• DATA:
● ● ● ●
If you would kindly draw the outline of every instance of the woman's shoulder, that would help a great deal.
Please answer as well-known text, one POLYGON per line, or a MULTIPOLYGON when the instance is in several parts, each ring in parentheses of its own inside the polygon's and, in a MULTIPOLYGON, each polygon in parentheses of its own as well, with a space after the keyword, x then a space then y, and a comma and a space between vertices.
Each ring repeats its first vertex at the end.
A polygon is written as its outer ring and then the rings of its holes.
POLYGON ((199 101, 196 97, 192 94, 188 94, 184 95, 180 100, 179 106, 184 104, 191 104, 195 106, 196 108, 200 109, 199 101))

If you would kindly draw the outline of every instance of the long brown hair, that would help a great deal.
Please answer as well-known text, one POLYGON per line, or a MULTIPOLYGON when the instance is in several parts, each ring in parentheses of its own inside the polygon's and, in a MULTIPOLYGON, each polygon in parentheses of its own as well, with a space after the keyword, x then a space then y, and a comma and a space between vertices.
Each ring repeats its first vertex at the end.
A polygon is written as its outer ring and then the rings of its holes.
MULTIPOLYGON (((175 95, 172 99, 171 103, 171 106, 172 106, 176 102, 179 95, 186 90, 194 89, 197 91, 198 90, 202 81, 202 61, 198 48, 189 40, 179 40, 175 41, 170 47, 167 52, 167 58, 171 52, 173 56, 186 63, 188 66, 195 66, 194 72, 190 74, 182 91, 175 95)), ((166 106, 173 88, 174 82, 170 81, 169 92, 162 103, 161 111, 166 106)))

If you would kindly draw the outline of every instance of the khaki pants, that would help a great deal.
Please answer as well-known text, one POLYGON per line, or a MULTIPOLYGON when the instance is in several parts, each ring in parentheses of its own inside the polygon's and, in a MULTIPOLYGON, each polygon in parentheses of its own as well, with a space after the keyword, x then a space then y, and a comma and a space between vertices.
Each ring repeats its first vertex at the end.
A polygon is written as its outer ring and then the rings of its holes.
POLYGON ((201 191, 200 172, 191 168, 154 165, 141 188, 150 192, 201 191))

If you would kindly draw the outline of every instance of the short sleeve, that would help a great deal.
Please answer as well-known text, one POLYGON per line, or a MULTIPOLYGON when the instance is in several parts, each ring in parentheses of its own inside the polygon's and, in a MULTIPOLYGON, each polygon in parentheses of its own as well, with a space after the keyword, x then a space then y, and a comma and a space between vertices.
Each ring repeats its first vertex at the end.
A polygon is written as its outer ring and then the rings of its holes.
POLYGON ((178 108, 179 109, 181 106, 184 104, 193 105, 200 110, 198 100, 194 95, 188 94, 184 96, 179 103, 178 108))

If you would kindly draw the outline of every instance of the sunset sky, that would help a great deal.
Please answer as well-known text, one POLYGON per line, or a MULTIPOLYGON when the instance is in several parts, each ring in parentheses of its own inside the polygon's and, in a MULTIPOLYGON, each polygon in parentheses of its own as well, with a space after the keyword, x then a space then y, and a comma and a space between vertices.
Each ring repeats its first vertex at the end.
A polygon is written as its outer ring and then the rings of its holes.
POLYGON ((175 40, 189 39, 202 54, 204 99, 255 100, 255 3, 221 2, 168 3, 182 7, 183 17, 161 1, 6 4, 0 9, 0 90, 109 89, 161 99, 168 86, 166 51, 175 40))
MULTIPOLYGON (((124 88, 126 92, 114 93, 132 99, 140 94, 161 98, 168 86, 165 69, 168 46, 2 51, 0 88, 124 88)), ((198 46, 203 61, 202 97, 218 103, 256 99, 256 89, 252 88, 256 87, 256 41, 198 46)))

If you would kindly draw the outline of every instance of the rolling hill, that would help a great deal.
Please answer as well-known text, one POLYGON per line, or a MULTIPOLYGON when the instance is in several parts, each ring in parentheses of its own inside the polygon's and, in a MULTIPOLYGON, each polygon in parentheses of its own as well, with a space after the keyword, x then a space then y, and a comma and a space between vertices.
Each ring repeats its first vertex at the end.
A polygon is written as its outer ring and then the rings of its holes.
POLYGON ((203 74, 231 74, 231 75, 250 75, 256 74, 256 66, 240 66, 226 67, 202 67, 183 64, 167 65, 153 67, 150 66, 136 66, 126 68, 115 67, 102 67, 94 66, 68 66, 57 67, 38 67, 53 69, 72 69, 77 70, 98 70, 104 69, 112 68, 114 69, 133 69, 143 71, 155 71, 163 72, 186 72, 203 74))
● ● ● ●
• WHAT IS REQUIRED:
Pick out each line of the data above that includes the word "deal", and copy those lines unchanged.

• EXERCISE ANSWER:
If you would kindly draw the outline of every instance of the woman's shoulder, that would help a great deal.
If you would kindly draw the outline of every instance of the long brown hair, that would help a great deal.
If you would kindly draw the outline of every instance of the khaki pants, that would help a great deal.
If you would kindly draw the outline of every instance of the short sleeve, that would help a great deal.
If you would kindly draw the outline of every instance of the sunset sky, that would help a great deal.
If you would kindly draw the outline of every instance of the rolling hill, that would help a great deal.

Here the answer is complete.